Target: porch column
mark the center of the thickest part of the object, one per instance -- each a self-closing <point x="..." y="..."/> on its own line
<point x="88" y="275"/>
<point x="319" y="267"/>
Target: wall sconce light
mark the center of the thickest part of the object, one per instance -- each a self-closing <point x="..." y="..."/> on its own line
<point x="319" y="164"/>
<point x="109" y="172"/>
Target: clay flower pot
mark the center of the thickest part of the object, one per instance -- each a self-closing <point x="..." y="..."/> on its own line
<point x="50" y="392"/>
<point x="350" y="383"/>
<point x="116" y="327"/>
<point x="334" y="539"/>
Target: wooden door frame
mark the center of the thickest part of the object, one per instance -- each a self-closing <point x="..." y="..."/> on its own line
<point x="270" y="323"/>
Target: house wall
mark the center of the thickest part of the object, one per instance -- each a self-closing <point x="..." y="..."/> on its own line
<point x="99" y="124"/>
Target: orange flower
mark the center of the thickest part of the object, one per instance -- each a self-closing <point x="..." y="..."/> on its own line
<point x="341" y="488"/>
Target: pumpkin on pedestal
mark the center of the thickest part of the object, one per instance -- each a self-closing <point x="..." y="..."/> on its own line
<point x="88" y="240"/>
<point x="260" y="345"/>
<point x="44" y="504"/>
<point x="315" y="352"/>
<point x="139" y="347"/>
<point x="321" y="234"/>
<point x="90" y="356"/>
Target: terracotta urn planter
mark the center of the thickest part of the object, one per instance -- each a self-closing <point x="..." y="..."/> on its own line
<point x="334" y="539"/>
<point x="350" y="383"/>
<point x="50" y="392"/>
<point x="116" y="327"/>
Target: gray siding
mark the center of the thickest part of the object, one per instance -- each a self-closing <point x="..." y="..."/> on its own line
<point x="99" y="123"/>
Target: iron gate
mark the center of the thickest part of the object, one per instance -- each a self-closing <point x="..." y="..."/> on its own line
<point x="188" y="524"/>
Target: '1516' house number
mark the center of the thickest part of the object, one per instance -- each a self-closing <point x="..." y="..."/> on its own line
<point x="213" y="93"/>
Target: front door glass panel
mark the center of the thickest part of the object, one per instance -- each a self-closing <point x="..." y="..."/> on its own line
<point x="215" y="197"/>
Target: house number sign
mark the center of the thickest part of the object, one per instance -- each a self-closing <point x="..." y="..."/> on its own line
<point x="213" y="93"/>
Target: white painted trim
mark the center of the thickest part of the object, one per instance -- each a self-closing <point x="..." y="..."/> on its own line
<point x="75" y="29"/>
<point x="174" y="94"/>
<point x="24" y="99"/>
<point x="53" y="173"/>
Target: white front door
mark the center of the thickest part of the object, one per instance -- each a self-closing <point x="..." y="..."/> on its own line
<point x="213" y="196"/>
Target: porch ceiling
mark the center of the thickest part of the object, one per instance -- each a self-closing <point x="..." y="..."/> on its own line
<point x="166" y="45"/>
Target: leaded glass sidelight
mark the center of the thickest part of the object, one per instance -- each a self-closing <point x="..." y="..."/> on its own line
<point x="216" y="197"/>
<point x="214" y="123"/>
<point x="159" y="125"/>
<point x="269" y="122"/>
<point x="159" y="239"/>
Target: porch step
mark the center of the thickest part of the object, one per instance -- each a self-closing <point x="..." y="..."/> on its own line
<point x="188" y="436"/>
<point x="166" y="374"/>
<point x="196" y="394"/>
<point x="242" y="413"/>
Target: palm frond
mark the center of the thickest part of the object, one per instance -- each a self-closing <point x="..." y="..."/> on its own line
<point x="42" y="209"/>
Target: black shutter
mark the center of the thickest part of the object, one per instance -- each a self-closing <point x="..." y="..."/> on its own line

○ ○ ○ ○ ○ ○ ○

- What this task involves -
Starting at the line above that holds "Target: house wall" and ending at the line that holds "Target: pumpkin on pedestal", transcribe each line exactly and include no other lines.

- Written answer -
Target: house wall
mark the center of the thickest part of the object, one per instance -- each a self-closing <point x="..." y="..."/> on its own line
<point x="99" y="124"/>
Target: orange flower
mark the center of the thickest part of the object, one per instance -- each a self-closing <point x="..." y="..."/> on its own line
<point x="341" y="488"/>
Target: pumpkin on pedestal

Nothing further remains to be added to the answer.